### What the task asks
Please write out the rows from the line with "look for eyeglasses" up to and including the line with "[183,183,210,216]", copying them character for character.

Items from a dataset
****************

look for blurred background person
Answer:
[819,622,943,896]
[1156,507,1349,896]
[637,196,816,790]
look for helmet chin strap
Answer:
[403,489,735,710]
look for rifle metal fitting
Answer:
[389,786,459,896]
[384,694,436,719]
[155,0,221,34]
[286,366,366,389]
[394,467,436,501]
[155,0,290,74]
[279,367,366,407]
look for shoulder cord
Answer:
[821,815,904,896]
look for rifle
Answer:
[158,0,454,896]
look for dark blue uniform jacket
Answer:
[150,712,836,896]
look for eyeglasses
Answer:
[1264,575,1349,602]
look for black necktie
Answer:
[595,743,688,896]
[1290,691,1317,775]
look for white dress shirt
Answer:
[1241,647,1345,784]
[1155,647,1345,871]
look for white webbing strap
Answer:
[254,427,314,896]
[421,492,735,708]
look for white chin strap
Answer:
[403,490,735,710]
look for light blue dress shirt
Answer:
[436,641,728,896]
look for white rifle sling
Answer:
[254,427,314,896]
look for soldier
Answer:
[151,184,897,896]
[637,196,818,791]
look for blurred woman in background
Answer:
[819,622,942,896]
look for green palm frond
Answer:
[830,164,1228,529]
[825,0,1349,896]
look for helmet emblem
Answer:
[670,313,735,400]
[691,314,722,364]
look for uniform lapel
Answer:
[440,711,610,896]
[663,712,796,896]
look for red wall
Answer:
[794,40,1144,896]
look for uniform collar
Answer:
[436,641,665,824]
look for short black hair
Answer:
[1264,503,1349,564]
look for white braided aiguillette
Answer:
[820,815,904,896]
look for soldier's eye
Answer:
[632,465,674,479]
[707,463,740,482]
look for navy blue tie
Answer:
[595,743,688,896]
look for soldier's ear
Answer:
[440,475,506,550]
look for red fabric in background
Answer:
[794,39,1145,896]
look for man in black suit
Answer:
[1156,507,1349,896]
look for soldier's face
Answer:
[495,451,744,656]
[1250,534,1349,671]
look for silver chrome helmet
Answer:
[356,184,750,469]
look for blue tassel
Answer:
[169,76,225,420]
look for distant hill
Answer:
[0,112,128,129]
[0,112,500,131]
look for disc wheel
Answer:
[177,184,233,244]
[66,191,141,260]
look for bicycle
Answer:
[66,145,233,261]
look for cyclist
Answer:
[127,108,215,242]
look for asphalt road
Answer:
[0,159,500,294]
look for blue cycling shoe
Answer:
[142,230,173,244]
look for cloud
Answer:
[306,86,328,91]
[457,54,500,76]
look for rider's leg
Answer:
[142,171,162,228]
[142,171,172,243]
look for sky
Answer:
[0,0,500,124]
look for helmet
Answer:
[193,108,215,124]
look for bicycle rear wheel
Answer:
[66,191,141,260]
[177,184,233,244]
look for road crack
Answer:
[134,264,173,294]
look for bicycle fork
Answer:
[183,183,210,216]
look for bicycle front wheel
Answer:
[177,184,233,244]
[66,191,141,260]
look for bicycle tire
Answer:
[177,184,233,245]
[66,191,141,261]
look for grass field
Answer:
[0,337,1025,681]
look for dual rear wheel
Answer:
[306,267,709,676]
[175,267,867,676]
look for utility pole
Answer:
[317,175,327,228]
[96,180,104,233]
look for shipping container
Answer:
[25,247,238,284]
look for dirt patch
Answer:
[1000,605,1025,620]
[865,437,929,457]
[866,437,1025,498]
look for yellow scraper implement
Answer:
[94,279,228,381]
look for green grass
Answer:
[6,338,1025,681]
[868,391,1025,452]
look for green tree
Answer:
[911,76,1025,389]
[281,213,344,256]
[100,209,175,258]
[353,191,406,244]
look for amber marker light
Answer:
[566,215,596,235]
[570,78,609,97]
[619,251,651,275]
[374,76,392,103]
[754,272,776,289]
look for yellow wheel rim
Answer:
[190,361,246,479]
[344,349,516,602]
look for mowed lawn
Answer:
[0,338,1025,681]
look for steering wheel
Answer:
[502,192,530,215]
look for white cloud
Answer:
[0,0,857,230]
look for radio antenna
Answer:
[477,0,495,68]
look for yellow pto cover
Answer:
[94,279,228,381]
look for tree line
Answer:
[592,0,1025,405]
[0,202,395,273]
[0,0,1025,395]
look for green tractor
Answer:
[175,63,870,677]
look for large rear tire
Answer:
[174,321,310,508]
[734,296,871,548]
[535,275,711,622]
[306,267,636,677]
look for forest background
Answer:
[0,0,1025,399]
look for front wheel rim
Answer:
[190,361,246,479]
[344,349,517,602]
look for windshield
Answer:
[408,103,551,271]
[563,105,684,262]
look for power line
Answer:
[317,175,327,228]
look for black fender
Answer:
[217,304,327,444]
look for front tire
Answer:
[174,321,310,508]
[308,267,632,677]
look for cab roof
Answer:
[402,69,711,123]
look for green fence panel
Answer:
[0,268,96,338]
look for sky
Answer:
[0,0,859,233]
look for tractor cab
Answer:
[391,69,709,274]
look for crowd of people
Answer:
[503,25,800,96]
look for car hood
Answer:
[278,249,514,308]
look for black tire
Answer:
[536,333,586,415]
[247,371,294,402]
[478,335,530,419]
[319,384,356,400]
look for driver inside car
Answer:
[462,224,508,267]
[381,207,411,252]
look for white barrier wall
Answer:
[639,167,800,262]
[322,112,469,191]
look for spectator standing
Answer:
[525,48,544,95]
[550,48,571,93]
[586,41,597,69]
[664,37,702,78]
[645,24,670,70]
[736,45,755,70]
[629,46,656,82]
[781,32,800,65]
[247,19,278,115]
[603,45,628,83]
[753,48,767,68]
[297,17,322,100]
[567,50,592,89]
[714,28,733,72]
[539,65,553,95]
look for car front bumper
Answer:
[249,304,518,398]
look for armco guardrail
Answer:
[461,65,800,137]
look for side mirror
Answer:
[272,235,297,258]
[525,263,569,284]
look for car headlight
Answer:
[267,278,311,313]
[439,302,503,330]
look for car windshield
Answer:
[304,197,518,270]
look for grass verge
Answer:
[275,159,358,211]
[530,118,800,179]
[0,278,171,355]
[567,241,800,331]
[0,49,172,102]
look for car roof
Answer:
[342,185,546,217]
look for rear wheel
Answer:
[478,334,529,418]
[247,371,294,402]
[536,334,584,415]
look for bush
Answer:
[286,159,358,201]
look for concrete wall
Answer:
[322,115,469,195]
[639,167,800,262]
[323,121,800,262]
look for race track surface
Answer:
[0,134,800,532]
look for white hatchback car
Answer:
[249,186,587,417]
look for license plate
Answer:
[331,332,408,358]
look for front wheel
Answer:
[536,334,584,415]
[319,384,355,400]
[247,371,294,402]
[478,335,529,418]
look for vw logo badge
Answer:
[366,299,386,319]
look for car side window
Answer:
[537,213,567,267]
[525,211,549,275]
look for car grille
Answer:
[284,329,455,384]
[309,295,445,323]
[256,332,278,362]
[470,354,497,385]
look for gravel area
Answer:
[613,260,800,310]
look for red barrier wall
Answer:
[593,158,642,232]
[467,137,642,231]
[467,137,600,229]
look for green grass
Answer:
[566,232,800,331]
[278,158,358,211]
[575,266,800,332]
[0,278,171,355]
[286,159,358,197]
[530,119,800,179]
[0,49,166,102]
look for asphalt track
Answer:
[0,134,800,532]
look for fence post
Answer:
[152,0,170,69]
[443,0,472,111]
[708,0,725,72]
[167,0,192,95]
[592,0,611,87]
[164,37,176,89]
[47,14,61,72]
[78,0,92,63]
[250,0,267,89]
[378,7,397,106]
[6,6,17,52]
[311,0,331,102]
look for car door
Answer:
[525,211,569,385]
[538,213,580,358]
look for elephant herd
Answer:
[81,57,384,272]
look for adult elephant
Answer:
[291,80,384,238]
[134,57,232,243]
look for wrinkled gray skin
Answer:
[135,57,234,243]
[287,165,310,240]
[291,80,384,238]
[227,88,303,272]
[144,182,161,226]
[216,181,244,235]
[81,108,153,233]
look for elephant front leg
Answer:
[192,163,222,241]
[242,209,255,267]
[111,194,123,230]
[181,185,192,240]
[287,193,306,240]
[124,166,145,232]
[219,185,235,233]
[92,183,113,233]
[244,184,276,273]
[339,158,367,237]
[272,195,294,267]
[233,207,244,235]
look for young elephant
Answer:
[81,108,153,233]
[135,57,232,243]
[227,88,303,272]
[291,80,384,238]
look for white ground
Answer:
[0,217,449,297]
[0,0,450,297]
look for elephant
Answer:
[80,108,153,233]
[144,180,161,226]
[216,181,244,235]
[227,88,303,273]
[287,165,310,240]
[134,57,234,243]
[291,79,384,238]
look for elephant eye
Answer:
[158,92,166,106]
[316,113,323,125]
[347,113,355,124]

****************

### Expected output
look for eyeglasses
Answer:
[1264,575,1349,602]
look for black necktie
Answer:
[595,743,688,896]
[1290,691,1317,775]
look for white dress shirt
Answer:
[1241,647,1345,784]
[1155,647,1345,871]
look for white webbing strap
Answer:
[254,427,314,896]
[421,492,735,708]
look for white chin strap
Answer:
[403,490,735,710]
look for light blue dress shirt
Answer:
[436,641,728,896]
look for white rifle sling
Answer:
[254,427,314,896]
look for soldier
Answer:
[151,184,897,896]
[637,196,818,791]
look for blurred woman in background
Answer:
[819,622,942,896]
look for green palm frond
Answer:
[830,164,1228,529]
[825,0,1349,896]
look for helmet emblem
Answer:
[670,313,735,400]
[691,314,722,364]
look for uniform lapel
Answer:
[440,711,610,896]
[663,712,796,896]
look for red wall
Answer:
[794,40,1144,896]
look for uniform collar
Answer:
[436,641,665,824]
look for short black hair
Answer:
[1264,503,1349,564]
look for white braided aiguillette
Answer:
[820,815,904,896]
look for soldier's eye
Answer:
[632,465,674,479]
[707,463,740,482]
look for navy blue tie
Answer:
[595,743,688,896]
look for soldier's ear
Answer:
[440,475,506,550]
look for red fabric in background
Answer:
[794,39,1145,896]
look for man in black suit
Answer:
[1156,507,1349,896]
look for soldier's face
Answer:
[495,451,744,656]
[1250,534,1349,671]
look for silver chrome helmet
Answer:
[356,184,750,469]
look for blue tassel
Answer:
[169,76,225,420]
look for distant hill
Answer:
[0,112,128,129]
[0,112,500,131]
look for disc wheel
Answer:
[177,184,233,244]
[66,191,141,260]
look for bicycle
Answer:
[66,145,233,261]
look for cyclist
Answer:
[127,108,215,242]
look for asphalt road
Answer:
[0,159,500,294]
look for blue cycling shoe
Answer:
[142,230,173,244]
look for cloud
Answer:
[306,86,328,91]
[457,54,500,76]
look for rider's leg
Answer:
[142,171,162,228]
[142,171,172,243]
look for sky
Answer:
[0,0,500,124]
look for helmet
Answer:
[193,108,215,124]
look for bicycle rear wheel
Answer:
[66,191,141,260]
[177,184,233,244]
look for road crack
Answer:
[134,264,173,294]
look for bicycle fork
Answer:
[183,183,210,216]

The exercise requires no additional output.